# What Headers yield the highest RWHP Increase?



## Phantom2004 (Sep 18, 2005)

What Headers yield the highest RWHP Increase? :confused 

#1) Kooks-Long Tube Headers with High Flow Cats?

#2) Stainless Steel Works-Long Tube Headers with High Flow Cats?

#3) SLP-Long Tube Headers with High Flow Cats?

#4) Dyna-Tech-Long Tube Headers with High Flow Cats?

Which will give me the highest RWHP Increase? :confused 

Of these 4 sets that are well known, is there any Dyno tests done comparing them? 

Please Help, have about $1,500:cool burning a hole in my pocket, must spend on headers!!! arty:


----------



## GTODEALER (Jan 7, 2005)

I personally hate Kooks and Stainless Works.... I have the SLP's on my car and love them! And I sell them (w/cats, ceramic coated headers) for $999.00 which is cheaper than anyone else..... :cheers


----------



## ModBoss2 (Nov 13, 2005)

GTODEALER said:


> I personally hate Kooks and Stainless Works.... I have the SLP's on my car and love them! And I sell them (w/cats, ceramic coated headers) for $999.00 which is cheaper than anyone else..... :cheers


Good price! SLP are my 1st choice. I only had one question though...w/ cats, are there bungs for all 4 sensors. I just ask because I remember seeing them listed at one site where it mentions harness extensions and the need for O2 simulators, even for the P/N w/ cats...


----------



## GTODEALER (Jan 7, 2005)

Yes it has all 4 provisions for the O2's, however, on the 05's I would recommend a tune if you have any other mods done..... they sometimes throw a lean code (on all headers for 05's....).


----------



## Guest (Dec 1, 2005)

Hmm, im gonna ask this just for the sake of it. Do you think a tune is required for long tubes, catback, CAI and a 3200 stall?

On an 05 mind you.


----------



## GTODEALER (Jan 7, 2005)

big_mike said:


> Hmm, im gonna ask this just for the sake of it. Do you think a tune is required for long tubes, catback, CAI and a 3200 stall?
> 
> On an 05 mind you.


Yes, on the 05's the programming will let the car run too lean (I've seen this on a few of my customers cars), it can't compensate for the increase in airflow. Besides, the car will come alive with just those four mods and a tune! :cheers


----------



## ModBoss2 (Nov 13, 2005)

GTODEALER said:


> Yes it has all 4 provisions for the O2's, however, on the 05's I would recommend a tune if you have any other mods done..... they sometimes throw a lean code (on all headers for 05's....).


Yeah, within a few days I'll actually have my cat-back installed [the CAI is already installed], but I was figuring I'd be able to wait until after the LTs are installed before I had it tuned.


----------



## Guest (Dec 1, 2005)

GTODEALER said:


> Yes, on the 05's the programming will let the car run too lean (I've seen this on a few of my customers cars), it can't compensate for the increase in airflow. Besides, the car will come alive with just those four mods and a tune! :cheers


hehe, THAT is the idea. 

lesseeee, 

long tubes ($1000)
catback ($500)
CAI ($250)
3200 stall ($800)

$2550 is my estimate, maybe you can give me a package deal for 2k eh Steve?

Wait, what am I doing, I gotta get the damn thing first!


----------



## GTODEALER (Jan 7, 2005)

big_mike said:


> hehe, THAT is the idea.

- **Data extract**

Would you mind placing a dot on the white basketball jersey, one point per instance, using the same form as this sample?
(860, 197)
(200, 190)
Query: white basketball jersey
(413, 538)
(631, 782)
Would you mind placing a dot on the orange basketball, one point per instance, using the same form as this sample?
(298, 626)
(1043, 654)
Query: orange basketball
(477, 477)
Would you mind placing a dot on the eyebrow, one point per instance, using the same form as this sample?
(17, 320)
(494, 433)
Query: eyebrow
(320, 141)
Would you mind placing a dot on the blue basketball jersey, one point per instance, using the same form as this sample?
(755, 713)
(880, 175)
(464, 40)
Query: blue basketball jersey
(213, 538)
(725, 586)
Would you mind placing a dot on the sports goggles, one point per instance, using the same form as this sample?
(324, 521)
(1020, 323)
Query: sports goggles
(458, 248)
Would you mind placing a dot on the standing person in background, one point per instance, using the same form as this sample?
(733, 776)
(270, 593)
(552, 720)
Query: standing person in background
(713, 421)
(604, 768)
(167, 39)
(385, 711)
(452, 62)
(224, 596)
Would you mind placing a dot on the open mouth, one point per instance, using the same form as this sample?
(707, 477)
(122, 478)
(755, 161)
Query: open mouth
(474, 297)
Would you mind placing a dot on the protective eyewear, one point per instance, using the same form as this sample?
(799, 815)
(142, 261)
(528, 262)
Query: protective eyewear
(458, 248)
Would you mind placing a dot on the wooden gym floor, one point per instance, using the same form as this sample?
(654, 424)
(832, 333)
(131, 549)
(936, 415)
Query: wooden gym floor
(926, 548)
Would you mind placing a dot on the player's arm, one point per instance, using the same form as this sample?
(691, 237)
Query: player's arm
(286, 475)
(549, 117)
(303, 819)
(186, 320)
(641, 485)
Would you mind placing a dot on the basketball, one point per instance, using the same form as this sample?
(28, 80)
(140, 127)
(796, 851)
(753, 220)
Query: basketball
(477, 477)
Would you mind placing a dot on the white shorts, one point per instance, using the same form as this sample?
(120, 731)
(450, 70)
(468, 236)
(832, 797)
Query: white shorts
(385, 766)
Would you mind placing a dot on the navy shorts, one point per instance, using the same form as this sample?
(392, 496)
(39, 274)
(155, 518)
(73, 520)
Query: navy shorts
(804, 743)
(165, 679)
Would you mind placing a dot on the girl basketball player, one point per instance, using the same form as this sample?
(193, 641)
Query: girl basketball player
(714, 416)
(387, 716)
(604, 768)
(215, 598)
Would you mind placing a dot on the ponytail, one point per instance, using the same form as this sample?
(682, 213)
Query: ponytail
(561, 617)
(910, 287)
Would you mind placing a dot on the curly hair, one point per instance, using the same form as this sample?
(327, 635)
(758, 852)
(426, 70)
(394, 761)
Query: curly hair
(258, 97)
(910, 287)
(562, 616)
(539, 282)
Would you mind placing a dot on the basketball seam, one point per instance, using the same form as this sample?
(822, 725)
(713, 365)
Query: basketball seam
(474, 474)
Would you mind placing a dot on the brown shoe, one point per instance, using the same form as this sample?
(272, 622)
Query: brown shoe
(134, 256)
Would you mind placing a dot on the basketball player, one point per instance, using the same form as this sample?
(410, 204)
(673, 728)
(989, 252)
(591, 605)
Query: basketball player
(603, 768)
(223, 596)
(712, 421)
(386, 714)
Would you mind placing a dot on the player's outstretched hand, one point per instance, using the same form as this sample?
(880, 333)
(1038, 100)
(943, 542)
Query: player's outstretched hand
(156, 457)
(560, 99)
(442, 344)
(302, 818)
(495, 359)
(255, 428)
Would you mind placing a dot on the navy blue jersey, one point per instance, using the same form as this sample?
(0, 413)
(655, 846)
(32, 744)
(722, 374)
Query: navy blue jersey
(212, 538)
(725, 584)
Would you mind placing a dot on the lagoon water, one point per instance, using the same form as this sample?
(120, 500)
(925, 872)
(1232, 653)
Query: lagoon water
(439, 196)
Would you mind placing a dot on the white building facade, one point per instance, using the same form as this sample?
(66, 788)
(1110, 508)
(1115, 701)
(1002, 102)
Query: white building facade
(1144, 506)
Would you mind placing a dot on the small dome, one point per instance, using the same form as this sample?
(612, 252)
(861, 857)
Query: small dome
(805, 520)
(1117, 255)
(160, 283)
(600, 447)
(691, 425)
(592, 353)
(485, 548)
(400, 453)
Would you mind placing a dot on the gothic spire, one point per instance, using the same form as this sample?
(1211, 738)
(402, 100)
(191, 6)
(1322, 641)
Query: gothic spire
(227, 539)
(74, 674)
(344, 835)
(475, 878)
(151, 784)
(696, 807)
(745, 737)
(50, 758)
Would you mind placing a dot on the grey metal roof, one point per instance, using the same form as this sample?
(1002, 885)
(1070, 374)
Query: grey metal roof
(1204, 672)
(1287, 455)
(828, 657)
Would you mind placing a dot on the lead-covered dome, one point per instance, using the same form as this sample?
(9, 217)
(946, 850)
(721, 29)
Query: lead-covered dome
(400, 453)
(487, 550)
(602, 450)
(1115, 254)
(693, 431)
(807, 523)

- **Problems and tasks**
**a.** Answer these questions about the forum thread on headers:
(i) What price does GTODEALER give for the SLP headers with cats and ceramic coating?
(ii) How many O2 sensor provisions does GTODEALER say those headers have?
(iii) What total does the Guest estimate for long tubes, catback, CAI and a 3200 stall?
**b.** List every header brand named in the numbered list in the first post of the forum thread on headers.
The records have no connection to the forum thread.

- **Exercise solutions**
**a.**
(i) $999.00
(ii) All 4
(iii) $2550

**b.** Kooks, Stainless Steel Works, SLP, Dyna-Tech